● Required task
Below, copy the stretch of records from the line containing "task | put a marker on each instance of the power" through the line containing "x=375, y=459", including both of those lines, with every character unchanged.

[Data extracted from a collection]
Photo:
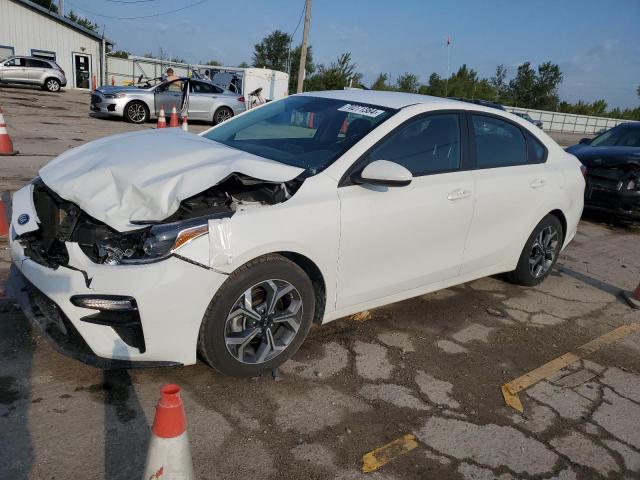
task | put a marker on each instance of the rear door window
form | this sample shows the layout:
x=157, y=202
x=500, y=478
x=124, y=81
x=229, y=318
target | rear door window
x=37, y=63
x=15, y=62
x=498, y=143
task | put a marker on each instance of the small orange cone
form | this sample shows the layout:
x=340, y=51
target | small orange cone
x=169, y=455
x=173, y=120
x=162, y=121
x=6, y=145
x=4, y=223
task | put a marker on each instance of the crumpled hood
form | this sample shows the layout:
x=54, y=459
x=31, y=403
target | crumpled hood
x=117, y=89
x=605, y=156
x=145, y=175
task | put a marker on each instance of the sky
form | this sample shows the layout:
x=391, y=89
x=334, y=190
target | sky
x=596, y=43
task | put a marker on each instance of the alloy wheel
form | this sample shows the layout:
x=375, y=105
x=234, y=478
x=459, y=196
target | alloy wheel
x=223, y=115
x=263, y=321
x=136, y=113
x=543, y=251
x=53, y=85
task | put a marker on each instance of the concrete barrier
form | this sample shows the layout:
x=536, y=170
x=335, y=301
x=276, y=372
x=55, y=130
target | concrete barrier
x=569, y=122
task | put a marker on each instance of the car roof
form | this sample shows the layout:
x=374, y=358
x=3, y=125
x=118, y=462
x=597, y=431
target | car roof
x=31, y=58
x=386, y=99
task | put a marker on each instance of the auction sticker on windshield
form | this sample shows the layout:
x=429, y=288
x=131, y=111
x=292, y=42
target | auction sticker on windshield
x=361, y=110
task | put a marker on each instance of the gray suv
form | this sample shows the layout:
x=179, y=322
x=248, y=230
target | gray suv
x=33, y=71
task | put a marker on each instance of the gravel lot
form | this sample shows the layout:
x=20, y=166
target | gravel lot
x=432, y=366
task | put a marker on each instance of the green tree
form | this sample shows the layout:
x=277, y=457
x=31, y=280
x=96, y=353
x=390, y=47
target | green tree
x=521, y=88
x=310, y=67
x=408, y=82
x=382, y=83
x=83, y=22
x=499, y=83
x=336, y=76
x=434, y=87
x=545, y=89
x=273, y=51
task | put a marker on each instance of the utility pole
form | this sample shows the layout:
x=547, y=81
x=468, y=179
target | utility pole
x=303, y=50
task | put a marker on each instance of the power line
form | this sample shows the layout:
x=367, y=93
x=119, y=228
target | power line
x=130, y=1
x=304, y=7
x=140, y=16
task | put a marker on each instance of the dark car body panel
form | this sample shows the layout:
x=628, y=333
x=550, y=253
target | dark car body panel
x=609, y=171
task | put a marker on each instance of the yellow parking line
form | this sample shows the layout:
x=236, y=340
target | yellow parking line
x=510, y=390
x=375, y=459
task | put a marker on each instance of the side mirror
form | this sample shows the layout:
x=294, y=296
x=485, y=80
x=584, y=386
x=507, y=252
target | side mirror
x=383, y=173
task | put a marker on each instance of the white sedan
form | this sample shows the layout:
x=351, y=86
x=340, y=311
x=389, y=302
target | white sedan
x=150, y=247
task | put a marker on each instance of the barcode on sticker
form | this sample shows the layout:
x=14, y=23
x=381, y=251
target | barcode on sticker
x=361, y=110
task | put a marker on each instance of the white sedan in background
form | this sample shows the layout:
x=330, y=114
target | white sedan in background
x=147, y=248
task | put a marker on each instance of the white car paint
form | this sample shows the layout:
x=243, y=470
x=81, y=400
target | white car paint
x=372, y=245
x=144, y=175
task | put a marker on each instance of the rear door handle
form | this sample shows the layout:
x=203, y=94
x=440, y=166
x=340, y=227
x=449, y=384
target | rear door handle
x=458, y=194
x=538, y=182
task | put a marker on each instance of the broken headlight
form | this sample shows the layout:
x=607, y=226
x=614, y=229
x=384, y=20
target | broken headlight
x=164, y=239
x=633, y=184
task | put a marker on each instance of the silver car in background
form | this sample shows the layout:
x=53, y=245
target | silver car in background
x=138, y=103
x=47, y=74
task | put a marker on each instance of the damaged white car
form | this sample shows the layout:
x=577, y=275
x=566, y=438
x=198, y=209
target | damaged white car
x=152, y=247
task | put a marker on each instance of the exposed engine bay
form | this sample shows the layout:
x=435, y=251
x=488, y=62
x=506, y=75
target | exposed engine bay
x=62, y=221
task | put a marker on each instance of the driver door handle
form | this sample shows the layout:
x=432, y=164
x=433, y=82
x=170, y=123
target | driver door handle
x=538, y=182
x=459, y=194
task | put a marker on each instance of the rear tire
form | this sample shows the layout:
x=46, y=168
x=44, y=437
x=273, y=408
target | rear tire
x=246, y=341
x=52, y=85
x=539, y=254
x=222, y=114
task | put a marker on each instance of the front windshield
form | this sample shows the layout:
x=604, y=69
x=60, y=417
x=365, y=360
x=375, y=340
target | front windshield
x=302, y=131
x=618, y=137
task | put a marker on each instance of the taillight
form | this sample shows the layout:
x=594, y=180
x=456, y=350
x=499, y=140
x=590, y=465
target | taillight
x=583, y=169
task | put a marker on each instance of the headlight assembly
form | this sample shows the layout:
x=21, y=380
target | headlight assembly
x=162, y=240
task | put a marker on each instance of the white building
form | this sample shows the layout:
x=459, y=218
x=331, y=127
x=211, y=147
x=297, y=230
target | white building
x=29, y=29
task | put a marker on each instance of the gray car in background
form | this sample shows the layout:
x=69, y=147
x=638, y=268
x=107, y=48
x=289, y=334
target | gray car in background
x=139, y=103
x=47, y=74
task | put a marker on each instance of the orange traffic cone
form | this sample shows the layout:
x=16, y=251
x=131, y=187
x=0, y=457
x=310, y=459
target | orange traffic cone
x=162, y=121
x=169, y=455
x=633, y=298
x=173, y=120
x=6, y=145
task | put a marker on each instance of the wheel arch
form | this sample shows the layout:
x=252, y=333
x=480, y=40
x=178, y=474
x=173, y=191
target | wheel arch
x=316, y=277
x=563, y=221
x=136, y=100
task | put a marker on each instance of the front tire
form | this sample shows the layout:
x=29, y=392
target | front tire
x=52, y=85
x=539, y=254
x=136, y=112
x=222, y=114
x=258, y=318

==

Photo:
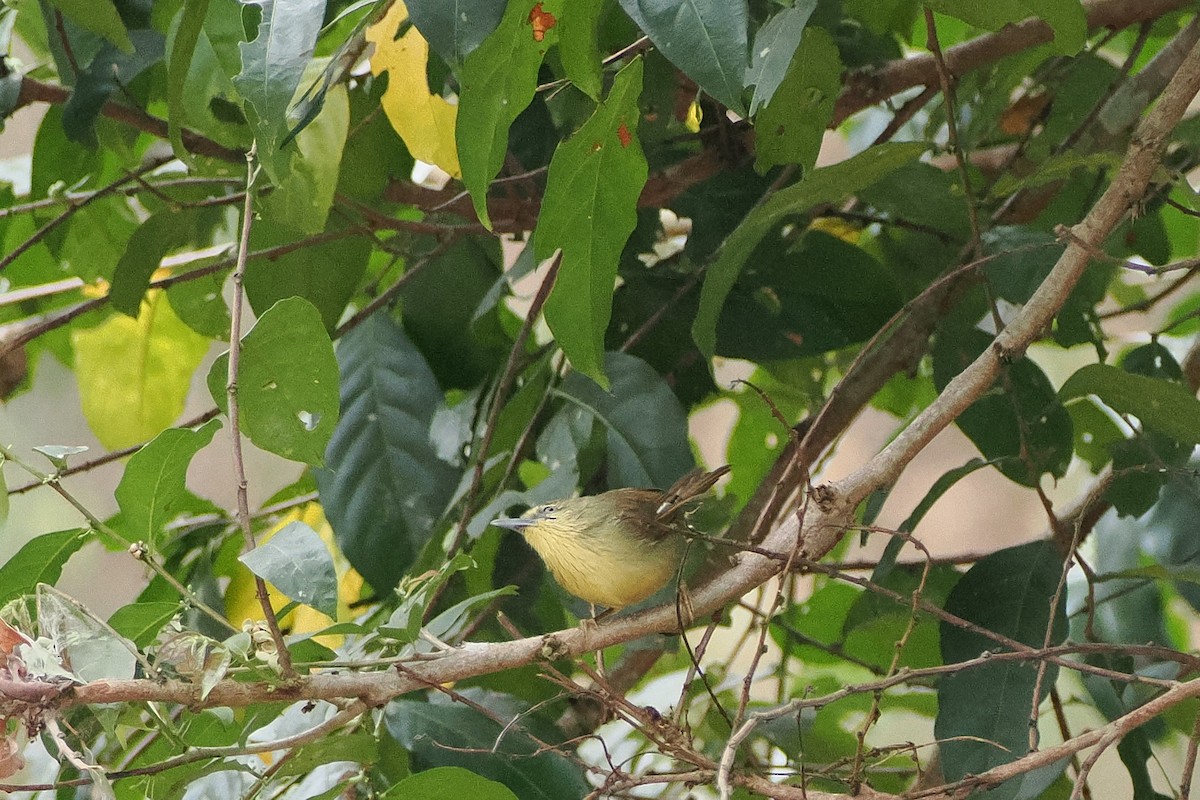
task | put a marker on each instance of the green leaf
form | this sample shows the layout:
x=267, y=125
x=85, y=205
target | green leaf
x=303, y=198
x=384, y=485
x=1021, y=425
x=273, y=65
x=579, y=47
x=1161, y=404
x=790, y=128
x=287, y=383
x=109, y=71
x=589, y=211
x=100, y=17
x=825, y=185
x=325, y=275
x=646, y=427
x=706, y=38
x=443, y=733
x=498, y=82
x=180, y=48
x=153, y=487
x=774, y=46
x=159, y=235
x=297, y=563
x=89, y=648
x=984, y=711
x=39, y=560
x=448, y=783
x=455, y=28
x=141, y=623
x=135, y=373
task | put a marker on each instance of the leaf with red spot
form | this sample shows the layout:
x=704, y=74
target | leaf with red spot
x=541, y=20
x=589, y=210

● Problem solution
task | put a marker on each instance of the power line
form | this sample shows the layout:
x=367, y=93
x=119, y=228
target | power line
x=130, y=1
x=304, y=7
x=140, y=16
task | put a marker on each instance of the dark car body panel
form | this sample shows the layout:
x=628, y=333
x=550, y=253
target | dark car body panel
x=609, y=171
task | put a marker on each instance of the yellow parking line
form | this sample shows the layout:
x=236, y=340
target | yellow parking line
x=510, y=390
x=375, y=459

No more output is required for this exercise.